◆ **What you should do**
Every entry must appear in the answer exactly as it does here.

[Task material]

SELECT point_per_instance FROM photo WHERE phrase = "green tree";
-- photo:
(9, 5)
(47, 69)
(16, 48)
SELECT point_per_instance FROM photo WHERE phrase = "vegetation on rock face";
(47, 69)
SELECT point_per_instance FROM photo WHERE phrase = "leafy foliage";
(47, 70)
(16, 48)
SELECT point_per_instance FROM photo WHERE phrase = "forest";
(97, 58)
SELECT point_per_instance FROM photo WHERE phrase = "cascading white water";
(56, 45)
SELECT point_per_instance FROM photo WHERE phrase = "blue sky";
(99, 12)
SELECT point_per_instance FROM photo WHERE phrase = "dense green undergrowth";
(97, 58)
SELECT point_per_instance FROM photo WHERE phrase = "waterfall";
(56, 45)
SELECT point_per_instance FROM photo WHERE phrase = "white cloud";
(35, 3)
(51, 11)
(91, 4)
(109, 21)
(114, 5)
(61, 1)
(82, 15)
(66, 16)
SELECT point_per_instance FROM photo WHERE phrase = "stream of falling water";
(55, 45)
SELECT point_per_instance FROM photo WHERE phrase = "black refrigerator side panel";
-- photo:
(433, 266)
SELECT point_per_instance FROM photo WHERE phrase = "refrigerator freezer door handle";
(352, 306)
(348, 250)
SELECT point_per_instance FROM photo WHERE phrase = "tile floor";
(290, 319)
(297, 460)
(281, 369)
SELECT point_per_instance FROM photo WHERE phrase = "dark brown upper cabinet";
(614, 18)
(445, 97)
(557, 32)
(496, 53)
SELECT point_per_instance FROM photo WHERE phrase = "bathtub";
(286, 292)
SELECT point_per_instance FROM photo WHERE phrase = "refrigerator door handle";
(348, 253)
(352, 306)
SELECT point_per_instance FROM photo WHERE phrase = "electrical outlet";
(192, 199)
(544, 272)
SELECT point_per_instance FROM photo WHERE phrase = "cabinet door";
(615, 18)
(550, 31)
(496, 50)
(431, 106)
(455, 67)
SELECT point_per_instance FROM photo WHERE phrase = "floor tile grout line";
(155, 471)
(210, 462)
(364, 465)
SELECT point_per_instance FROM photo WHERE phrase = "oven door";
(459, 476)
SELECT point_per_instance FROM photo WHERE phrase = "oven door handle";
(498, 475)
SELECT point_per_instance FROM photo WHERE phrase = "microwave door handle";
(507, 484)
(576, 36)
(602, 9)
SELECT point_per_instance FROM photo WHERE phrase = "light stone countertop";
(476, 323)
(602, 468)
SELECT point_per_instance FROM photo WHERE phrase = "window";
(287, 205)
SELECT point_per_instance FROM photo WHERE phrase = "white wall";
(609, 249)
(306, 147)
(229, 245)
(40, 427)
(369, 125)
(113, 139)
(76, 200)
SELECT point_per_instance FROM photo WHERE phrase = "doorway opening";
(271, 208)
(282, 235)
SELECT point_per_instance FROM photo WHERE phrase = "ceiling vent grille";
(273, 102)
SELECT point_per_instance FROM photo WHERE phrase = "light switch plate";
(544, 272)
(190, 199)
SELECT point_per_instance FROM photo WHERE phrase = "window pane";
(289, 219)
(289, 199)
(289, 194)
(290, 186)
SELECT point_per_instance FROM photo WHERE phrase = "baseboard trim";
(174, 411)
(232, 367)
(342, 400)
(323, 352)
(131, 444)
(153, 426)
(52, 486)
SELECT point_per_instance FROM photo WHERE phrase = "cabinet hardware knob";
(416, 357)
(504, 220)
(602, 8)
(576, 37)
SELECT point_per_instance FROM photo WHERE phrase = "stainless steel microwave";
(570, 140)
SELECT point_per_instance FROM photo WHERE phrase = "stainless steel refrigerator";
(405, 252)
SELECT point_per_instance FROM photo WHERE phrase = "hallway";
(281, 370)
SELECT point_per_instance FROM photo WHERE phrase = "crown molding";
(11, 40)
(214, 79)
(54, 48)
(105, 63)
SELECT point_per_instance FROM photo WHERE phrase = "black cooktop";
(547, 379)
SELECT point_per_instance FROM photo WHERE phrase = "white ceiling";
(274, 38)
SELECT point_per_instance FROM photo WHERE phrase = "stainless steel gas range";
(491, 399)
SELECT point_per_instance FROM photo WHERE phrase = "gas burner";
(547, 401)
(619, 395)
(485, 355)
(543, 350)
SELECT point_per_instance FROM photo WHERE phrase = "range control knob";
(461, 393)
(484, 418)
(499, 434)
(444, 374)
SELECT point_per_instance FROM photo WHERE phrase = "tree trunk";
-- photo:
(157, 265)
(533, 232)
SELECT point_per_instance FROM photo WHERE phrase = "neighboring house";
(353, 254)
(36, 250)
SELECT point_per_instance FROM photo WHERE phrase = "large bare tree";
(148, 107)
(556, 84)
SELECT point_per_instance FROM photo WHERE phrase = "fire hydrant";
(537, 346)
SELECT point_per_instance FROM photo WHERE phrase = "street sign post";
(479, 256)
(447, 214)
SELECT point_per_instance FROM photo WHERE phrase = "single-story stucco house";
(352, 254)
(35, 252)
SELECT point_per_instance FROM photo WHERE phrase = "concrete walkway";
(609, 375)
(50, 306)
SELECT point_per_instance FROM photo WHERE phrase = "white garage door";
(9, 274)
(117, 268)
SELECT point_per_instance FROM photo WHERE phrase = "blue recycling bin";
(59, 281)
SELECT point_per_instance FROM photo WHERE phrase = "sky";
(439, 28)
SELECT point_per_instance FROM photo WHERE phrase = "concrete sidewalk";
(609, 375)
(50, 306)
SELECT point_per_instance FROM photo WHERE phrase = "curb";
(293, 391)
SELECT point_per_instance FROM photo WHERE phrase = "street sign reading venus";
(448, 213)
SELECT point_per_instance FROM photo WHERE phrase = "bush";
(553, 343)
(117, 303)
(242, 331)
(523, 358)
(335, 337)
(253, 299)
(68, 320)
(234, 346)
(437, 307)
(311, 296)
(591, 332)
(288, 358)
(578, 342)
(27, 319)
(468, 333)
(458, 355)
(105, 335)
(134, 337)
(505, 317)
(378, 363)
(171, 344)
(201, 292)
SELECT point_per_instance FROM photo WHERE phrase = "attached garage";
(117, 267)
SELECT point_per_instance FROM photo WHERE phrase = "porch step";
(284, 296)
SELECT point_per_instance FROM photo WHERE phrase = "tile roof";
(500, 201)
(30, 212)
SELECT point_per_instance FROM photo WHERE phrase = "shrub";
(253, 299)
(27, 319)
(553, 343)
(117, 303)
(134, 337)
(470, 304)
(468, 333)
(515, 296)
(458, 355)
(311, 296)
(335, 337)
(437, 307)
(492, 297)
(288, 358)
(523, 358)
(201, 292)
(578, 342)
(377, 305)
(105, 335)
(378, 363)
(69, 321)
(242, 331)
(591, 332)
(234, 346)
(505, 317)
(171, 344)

[/Task material]

◆ **Solution to this problem**
SELECT point_per_instance FROM photo WHERE phrase = "green tree";
-- photo:
(9, 5)
(47, 69)
(16, 48)
SELECT point_per_instance FROM photo WHERE phrase = "vegetation on rock face";
(47, 69)
SELECT point_per_instance FROM photo WHERE phrase = "leafy foliage";
(47, 70)
(16, 48)
SELECT point_per_instance FROM photo WHERE phrase = "forest";
(97, 58)
SELECT point_per_instance FROM photo WHERE phrase = "cascading white water";
(56, 45)
SELECT point_per_instance FROM photo WHERE phrase = "blue sky";
(99, 12)
SELECT point_per_instance FROM photo WHERE phrase = "dense green undergrowth";
(97, 58)
SELECT point_per_instance FROM photo WHERE phrase = "waterfall";
(56, 45)
SELECT point_per_instance FROM photo WHERE phrase = "white cloud";
(35, 3)
(51, 11)
(91, 4)
(109, 21)
(114, 5)
(61, 1)
(82, 15)
(66, 16)
SELECT point_per_instance FROM photo WHERE phrase = "stream of falling water";
(55, 45)
SELECT point_per_instance FROM photo WHERE phrase = "black refrigerator side panel";
-- photo:
(433, 266)
SELECT point_per_instance FROM photo WHERE phrase = "refrigerator freezer door handle";
(352, 306)
(348, 250)
SELECT point_per_instance FROM photo WHERE phrase = "tile floor";
(290, 319)
(297, 460)
(281, 369)
SELECT point_per_instance FROM photo WHERE phrase = "dark brown upper cabinet";
(614, 18)
(445, 97)
(557, 32)
(496, 53)
SELECT point_per_instance FROM photo WHERE phrase = "bathtub";
(286, 292)
SELECT point_per_instance FROM photo WHERE phrase = "refrigerator door handle";
(348, 253)
(352, 306)
SELECT point_per_instance FROM photo WHERE phrase = "electrical outlet";
(192, 199)
(544, 272)
SELECT point_per_instance FROM photo WHERE phrase = "cabinet door";
(615, 18)
(550, 31)
(496, 50)
(431, 106)
(455, 67)
SELECT point_per_instance FROM photo WHERE phrase = "floor tile grout line";
(155, 471)
(210, 462)
(364, 465)
SELECT point_per_instance FROM photo WHERE phrase = "oven door";
(459, 476)
SELECT point_per_instance FROM photo WHERE phrase = "oven door handle";
(498, 475)
SELECT point_per_instance FROM photo WHERE phrase = "microwave door handle";
(507, 484)
(576, 36)
(602, 9)
SELECT point_per_instance FROM photo WHERE phrase = "light stone countertop";
(476, 323)
(602, 468)
SELECT point_per_instance FROM photo WHERE phrase = "window";
(287, 205)
SELECT point_per_instance FROM photo WHERE phrase = "white wall";
(609, 249)
(306, 147)
(229, 245)
(40, 427)
(369, 125)
(113, 139)
(76, 200)
SELECT point_per_instance FROM photo WHERE phrase = "doorway opening";
(271, 208)
(282, 235)
SELECT point_per_instance FROM photo WHERE phrase = "ceiling vent grille";
(273, 102)
SELECT point_per_instance FROM photo WHERE phrase = "light switch plate";
(544, 272)
(190, 199)
SELECT point_per_instance FROM photo WHERE phrase = "window pane";
(289, 219)
(289, 199)
(289, 194)
(290, 186)
SELECT point_per_instance FROM photo WHERE phrase = "baseboard trim";
(174, 411)
(232, 367)
(342, 400)
(323, 352)
(131, 444)
(153, 426)
(52, 486)
SELECT point_per_instance FROM photo WHERE phrase = "cabinet hardware knob";
(416, 357)
(504, 220)
(602, 8)
(576, 37)
SELECT point_per_instance FROM photo WHERE phrase = "stainless steel microwave";
(570, 140)
SELECT point_per_instance FROM photo WHERE phrase = "stainless steel refrigerator";
(405, 252)
SELECT point_per_instance FROM photo WHERE phrase = "hallway";
(281, 370)
SELECT point_per_instance FROM photo WHERE phrase = "crown molding";
(11, 40)
(214, 79)
(54, 48)
(105, 63)
SELECT point_per_instance FROM photo WHERE phrase = "black cooktop";
(547, 379)
SELECT point_per_instance FROM photo WHERE phrase = "white ceiling";
(274, 38)
SELECT point_per_instance FROM photo WHERE phrase = "stainless steel gas range";
(491, 399)
SELECT point_per_instance FROM photo WHERE phrase = "gas burner";
(547, 401)
(619, 395)
(485, 355)
(543, 350)
SELECT point_per_instance FROM photo WHERE phrase = "range control knob";
(461, 393)
(484, 418)
(499, 434)
(444, 374)
SELECT point_per_instance FROM photo WHERE phrase = "tree trunk";
-- photo:
(157, 265)
(533, 232)
SELECT point_per_instance FROM photo WHERE phrase = "neighboring house";
(353, 254)
(36, 250)
SELECT point_per_instance FROM photo WHERE phrase = "large bare tree";
(148, 107)
(556, 84)
SELECT point_per_instance FROM photo WHERE phrase = "fire hydrant";
(537, 346)
SELECT point_per_instance FROM photo WHERE phrase = "street sign post";
(479, 256)
(447, 214)
SELECT point_per_instance FROM photo WHERE phrase = "single-story stucco house";
(352, 254)
(35, 252)
SELECT point_per_instance FROM photo WHERE phrase = "concrete walkway";
(609, 375)
(50, 306)
SELECT point_per_instance FROM photo WHERE phrase = "white garage door";
(9, 274)
(117, 268)
SELECT point_per_instance FROM photo WHERE phrase = "blue recycling bin";
(59, 281)
SELECT point_per_instance FROM photo WHERE phrase = "sky";
(439, 28)
SELECT point_per_instance FROM photo WHERE phrase = "concrete sidewalk";
(609, 375)
(50, 306)
SELECT point_per_instance FROM photo WHERE phrase = "curb";
(293, 391)
SELECT point_per_instance FROM photo WHERE phrase = "street sign reading venus";
(448, 213)
SELECT point_per_instance FROM photo WHERE phrase = "bush";
(553, 343)
(117, 303)
(242, 331)
(523, 358)
(335, 337)
(253, 299)
(68, 320)
(234, 346)
(437, 307)
(311, 296)
(591, 332)
(288, 358)
(578, 342)
(27, 319)
(468, 333)
(458, 355)
(105, 335)
(134, 337)
(505, 317)
(378, 363)
(171, 344)
(201, 292)
SELECT point_per_instance FROM photo WHERE phrase = "attached garage";
(117, 267)
SELECT point_per_instance FROM photo WHERE phrase = "porch step";
(284, 296)
SELECT point_per_instance FROM photo WHERE phrase = "tile roof";
(500, 201)
(30, 212)
SELECT point_per_instance FROM photo WHERE phrase = "shrub";
(253, 299)
(27, 319)
(553, 343)
(117, 303)
(134, 337)
(470, 304)
(468, 333)
(515, 296)
(458, 355)
(311, 296)
(335, 337)
(437, 307)
(492, 297)
(288, 358)
(523, 358)
(201, 292)
(578, 342)
(377, 305)
(105, 335)
(378, 363)
(69, 321)
(242, 331)
(591, 332)
(234, 346)
(505, 317)
(171, 344)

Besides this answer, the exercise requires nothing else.